- Supplied entries -
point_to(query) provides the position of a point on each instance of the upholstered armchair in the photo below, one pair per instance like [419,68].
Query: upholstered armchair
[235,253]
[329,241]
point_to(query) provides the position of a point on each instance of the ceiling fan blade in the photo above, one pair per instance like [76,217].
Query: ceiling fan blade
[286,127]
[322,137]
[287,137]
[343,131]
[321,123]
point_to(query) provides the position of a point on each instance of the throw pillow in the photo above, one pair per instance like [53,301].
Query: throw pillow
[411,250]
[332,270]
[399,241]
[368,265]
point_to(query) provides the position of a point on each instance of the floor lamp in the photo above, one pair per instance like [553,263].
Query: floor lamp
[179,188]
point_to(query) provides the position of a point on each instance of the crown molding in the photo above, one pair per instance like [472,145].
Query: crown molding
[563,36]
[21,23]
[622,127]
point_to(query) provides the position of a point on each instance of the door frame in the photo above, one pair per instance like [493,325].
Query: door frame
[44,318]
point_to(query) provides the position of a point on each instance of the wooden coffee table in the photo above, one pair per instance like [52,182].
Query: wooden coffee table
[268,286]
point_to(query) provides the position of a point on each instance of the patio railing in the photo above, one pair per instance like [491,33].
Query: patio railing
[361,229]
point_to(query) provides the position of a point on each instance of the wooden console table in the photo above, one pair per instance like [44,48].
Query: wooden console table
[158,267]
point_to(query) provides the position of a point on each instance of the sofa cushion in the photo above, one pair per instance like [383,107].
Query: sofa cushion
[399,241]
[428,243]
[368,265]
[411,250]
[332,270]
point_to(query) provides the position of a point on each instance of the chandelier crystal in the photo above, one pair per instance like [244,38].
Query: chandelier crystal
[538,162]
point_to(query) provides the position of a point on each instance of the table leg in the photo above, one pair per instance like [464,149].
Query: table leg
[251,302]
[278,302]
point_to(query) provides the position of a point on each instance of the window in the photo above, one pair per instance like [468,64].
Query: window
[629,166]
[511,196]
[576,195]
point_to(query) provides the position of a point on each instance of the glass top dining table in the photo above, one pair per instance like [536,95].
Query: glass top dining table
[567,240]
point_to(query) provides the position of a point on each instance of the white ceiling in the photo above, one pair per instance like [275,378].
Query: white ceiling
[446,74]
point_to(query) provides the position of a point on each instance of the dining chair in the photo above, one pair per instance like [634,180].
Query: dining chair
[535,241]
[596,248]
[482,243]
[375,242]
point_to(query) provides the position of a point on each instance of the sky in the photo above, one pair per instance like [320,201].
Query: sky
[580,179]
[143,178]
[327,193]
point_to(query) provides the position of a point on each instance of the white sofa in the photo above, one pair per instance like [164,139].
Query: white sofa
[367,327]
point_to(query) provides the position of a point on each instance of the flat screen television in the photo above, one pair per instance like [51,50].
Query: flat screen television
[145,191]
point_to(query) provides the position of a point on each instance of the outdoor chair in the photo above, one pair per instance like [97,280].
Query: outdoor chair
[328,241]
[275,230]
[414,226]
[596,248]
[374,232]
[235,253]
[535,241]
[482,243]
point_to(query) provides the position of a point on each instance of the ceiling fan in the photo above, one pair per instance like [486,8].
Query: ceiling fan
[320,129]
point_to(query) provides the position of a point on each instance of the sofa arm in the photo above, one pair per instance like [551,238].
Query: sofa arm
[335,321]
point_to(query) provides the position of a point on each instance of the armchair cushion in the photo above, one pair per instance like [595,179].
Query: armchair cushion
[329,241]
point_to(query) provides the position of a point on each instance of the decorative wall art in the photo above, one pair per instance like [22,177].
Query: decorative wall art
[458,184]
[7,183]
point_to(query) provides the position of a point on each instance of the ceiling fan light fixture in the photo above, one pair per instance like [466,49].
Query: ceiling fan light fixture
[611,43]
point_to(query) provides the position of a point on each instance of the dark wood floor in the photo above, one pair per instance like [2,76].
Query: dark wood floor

- Task to complete -
Reproduce the material above verbatim, beginning with the line that contains "instance like [466,49]." and continuing through the end of the material, inclusive.

- Response to this task -
point_to(query) provides the position of a point on each instance of the ceiling fan light fixture in the photo above, one pair per instance like [466,49].
Query: ceiling fan light fixture
[611,43]
point_to(query) provides the position of a point on each instance of the dark wood floor in the photo above, one pair per instance like [2,76].
Query: dark wood floor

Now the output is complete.